Description of the task:
Locate the line that contains "Task: locate the distant". Reproduce it and all following lines up to the end of the material, exactly and with nothing added.

Location identification entries

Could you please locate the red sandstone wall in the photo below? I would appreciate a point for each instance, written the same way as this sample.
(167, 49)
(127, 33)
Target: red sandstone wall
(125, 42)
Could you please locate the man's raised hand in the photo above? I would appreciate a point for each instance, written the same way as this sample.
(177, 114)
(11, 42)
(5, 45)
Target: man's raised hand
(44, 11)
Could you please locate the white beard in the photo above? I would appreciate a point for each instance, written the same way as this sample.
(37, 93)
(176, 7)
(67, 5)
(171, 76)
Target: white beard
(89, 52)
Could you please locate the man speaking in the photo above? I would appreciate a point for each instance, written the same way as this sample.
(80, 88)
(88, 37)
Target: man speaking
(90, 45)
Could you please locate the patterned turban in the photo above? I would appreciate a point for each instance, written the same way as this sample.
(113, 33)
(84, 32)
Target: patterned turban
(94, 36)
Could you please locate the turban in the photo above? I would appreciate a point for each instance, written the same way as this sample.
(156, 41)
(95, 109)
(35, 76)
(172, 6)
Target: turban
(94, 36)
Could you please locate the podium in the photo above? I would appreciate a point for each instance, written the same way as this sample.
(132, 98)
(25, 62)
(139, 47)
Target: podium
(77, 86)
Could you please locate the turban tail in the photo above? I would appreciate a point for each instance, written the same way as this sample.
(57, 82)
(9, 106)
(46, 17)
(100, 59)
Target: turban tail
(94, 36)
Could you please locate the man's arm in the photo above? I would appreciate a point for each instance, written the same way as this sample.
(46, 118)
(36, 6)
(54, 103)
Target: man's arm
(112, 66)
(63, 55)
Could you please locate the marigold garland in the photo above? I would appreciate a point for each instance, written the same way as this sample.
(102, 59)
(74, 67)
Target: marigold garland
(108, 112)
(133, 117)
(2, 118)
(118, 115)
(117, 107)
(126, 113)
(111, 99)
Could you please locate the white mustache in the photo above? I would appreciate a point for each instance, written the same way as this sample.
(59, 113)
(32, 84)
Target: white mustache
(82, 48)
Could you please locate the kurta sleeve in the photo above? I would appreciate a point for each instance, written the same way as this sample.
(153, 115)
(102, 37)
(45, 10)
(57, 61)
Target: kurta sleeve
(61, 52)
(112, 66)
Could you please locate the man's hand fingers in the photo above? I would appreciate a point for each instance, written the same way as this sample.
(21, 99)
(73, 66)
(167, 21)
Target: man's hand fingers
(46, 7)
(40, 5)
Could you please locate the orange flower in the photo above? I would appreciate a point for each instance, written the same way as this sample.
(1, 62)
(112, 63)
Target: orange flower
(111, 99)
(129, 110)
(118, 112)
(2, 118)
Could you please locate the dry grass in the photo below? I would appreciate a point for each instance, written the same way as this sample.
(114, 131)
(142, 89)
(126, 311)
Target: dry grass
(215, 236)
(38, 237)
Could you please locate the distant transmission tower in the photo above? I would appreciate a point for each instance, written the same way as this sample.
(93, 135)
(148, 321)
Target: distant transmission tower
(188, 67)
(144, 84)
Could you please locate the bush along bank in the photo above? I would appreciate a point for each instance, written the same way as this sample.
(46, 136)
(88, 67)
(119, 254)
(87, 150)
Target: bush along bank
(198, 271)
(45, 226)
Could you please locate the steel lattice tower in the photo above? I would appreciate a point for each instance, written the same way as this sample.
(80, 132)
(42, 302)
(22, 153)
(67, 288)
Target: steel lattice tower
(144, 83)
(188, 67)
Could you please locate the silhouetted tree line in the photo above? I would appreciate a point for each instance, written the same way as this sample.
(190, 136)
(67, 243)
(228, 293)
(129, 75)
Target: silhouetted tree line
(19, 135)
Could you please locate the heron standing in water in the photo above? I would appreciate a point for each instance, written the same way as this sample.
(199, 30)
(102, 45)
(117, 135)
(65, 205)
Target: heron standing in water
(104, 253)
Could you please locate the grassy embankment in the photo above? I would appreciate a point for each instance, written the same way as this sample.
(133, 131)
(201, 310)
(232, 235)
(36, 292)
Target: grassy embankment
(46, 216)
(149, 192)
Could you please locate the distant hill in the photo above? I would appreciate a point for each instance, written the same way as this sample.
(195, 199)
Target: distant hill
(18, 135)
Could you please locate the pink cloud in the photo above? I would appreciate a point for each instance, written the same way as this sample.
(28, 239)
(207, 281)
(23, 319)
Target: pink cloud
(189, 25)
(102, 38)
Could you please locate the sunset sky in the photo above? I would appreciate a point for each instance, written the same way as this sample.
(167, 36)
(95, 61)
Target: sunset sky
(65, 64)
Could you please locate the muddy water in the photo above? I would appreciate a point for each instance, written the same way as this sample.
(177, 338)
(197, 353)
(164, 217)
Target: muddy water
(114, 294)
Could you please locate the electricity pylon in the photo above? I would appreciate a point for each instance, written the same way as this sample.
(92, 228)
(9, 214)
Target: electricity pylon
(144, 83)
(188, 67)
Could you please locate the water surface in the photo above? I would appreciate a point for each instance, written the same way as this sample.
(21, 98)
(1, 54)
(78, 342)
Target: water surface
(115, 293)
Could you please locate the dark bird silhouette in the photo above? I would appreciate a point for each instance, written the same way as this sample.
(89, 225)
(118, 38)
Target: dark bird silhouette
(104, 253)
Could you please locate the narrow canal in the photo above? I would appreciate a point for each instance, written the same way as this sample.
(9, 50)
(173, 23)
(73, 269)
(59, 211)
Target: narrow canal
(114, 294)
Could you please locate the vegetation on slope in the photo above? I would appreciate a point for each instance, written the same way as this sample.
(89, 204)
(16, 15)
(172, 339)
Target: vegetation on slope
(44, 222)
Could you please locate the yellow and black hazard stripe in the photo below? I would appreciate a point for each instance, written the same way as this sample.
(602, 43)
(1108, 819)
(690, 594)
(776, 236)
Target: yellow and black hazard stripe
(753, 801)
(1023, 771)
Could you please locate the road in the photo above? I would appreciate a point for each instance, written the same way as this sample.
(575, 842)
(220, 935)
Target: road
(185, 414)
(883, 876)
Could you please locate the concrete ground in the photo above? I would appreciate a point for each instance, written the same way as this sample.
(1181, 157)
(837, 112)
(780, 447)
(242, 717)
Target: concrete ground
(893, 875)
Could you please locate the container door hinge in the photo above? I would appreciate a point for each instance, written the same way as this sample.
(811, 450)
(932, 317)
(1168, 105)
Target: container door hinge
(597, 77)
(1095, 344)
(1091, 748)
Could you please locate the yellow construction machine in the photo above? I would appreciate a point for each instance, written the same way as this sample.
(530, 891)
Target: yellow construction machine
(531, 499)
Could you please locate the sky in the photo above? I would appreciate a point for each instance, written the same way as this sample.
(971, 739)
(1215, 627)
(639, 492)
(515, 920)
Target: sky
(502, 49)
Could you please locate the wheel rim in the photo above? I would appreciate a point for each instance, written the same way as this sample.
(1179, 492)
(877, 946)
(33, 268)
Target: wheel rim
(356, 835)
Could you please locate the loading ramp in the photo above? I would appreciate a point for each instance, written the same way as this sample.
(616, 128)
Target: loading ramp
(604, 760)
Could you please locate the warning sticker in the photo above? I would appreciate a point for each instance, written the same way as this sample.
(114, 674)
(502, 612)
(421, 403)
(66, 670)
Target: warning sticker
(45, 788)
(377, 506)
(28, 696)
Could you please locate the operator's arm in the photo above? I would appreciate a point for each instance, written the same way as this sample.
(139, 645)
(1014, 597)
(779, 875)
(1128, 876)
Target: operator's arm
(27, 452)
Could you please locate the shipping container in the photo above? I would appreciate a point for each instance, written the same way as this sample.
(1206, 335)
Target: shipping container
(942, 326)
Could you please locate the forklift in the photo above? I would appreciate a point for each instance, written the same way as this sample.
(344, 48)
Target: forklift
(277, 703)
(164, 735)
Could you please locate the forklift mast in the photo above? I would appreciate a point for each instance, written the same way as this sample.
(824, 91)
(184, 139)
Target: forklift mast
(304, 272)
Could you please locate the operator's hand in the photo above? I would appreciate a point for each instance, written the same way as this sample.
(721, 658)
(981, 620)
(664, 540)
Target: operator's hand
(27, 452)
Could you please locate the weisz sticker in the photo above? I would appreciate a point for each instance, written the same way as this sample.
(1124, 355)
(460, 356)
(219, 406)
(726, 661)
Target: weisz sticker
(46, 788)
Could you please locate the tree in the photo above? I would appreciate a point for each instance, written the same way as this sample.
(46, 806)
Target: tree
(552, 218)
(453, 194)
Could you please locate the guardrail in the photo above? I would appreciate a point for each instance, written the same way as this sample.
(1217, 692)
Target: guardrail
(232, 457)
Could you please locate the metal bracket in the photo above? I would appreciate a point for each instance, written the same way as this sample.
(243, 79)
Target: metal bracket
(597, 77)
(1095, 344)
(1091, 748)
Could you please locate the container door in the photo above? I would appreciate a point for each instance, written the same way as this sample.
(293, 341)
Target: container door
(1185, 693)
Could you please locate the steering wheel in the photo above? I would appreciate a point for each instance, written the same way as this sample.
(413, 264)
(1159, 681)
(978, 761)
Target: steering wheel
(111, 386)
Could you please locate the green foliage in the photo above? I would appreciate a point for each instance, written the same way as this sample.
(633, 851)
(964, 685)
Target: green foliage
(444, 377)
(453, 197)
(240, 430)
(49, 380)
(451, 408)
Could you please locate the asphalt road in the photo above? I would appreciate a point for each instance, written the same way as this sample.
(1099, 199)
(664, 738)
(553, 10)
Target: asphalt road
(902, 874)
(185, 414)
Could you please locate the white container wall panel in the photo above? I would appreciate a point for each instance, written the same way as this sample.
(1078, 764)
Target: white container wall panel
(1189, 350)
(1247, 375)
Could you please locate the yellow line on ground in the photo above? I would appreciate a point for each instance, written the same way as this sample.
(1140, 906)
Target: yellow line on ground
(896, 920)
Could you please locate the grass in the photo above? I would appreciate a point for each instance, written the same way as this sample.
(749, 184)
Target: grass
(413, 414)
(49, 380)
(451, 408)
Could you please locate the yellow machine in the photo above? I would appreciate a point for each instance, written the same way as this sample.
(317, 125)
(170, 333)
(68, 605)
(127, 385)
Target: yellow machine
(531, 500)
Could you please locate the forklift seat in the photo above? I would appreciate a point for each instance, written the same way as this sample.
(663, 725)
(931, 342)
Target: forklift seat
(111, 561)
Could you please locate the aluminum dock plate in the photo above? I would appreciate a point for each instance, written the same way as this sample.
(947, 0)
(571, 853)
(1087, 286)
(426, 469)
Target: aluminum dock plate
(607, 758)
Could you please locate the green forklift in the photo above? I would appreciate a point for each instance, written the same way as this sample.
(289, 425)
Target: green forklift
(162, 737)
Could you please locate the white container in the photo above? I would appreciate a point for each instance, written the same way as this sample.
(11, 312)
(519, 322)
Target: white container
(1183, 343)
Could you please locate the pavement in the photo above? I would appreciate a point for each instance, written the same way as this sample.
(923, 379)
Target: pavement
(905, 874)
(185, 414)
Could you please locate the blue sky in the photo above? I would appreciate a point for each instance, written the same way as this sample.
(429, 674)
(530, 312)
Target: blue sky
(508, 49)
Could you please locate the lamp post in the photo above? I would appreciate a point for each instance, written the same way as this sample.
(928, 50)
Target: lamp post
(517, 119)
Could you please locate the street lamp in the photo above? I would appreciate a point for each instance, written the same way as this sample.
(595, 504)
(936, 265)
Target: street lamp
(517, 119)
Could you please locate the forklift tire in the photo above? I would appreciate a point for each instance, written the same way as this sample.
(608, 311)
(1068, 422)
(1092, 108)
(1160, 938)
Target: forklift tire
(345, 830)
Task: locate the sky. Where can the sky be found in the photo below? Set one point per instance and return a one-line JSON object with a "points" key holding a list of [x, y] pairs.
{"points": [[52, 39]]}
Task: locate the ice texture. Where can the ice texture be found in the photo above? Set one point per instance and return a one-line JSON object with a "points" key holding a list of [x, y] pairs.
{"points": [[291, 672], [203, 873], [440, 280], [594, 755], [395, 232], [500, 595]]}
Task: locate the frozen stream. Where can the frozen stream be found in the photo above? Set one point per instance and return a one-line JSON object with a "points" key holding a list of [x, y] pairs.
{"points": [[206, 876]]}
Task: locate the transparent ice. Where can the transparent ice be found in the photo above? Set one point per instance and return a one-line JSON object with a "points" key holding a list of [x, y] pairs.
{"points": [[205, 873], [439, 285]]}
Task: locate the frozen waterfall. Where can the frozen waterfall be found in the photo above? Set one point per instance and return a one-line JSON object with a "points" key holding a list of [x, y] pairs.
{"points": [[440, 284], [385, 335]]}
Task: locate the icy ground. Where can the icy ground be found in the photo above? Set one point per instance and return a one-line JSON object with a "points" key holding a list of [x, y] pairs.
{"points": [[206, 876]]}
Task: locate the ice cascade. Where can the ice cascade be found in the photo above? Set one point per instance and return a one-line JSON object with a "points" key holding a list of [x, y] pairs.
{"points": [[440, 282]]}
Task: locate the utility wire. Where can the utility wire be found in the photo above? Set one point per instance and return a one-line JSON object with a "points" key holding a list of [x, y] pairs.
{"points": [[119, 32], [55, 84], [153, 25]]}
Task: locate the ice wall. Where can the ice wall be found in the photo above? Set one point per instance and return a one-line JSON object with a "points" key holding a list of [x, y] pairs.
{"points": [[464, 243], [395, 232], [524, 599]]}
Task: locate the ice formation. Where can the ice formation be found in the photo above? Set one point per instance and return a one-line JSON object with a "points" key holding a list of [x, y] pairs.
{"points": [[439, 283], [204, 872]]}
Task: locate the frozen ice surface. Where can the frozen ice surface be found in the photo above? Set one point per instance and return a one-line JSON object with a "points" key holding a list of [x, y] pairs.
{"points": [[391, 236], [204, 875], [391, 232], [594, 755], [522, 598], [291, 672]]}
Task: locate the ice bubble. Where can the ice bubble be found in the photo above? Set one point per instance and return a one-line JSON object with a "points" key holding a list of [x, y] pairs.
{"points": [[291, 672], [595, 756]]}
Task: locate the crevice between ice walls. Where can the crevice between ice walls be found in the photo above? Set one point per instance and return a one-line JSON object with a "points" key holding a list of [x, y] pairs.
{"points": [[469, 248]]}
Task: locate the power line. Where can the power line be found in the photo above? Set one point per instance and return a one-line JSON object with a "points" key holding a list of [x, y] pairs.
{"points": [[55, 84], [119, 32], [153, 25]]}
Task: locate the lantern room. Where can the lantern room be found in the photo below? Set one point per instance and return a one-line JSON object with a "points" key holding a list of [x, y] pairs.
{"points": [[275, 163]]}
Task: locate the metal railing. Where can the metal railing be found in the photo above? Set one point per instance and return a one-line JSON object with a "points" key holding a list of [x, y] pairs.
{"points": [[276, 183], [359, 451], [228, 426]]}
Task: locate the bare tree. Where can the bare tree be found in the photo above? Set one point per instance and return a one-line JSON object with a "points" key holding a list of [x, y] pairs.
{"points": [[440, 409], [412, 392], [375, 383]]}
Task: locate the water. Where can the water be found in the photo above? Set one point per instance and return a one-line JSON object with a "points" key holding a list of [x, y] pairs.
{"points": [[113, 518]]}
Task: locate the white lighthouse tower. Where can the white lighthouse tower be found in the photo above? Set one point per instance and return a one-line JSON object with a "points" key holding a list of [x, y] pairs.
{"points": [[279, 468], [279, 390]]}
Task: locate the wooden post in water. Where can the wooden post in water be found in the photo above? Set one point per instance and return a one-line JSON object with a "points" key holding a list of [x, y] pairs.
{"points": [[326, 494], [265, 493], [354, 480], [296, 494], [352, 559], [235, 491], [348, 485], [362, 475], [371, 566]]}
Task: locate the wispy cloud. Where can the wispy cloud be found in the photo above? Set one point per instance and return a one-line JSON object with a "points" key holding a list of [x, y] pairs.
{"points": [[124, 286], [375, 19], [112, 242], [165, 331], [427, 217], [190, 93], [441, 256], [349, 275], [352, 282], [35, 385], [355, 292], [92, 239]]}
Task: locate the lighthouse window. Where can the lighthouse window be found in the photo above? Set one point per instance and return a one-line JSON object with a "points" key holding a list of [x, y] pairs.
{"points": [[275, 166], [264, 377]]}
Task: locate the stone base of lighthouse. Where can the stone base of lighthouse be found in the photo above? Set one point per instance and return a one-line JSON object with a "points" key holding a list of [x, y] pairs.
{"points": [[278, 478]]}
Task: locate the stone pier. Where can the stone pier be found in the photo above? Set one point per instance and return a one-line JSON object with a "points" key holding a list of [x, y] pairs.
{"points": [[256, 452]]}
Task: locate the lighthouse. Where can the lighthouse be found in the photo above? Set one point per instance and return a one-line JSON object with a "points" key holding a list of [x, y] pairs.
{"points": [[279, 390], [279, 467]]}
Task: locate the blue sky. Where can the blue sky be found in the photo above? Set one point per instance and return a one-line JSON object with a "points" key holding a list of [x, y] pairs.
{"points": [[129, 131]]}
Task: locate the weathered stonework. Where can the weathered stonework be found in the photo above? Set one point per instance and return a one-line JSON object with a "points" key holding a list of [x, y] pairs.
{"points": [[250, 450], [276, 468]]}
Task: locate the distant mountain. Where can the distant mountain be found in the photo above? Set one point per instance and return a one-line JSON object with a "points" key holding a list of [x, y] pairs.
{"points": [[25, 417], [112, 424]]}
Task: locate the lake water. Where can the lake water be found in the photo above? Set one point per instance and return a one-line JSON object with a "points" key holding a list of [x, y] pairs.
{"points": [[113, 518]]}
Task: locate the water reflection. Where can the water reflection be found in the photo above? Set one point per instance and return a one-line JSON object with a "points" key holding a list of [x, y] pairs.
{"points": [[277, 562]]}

Solution to this exercise:
Task: locate the distant mountain. Where can the distant mountain be found in the photo above? Set one point per instance and return a one-line JSON object with a "points" key holding a list of [x, y] pairs.
{"points": [[25, 417], [112, 424]]}
Task: locate the lake water. Where can the lake water be found in the photo above? Set one point per instance and return a one-line JSON object with a "points" key holding a list of [x, y] pairs.
{"points": [[113, 518]]}
Task: locate the water reflection. Where can the water reflection be found in the photo above? Set one point per instance and return a one-line JSON object with a "points" key holding a list of [x, y] pairs.
{"points": [[277, 562]]}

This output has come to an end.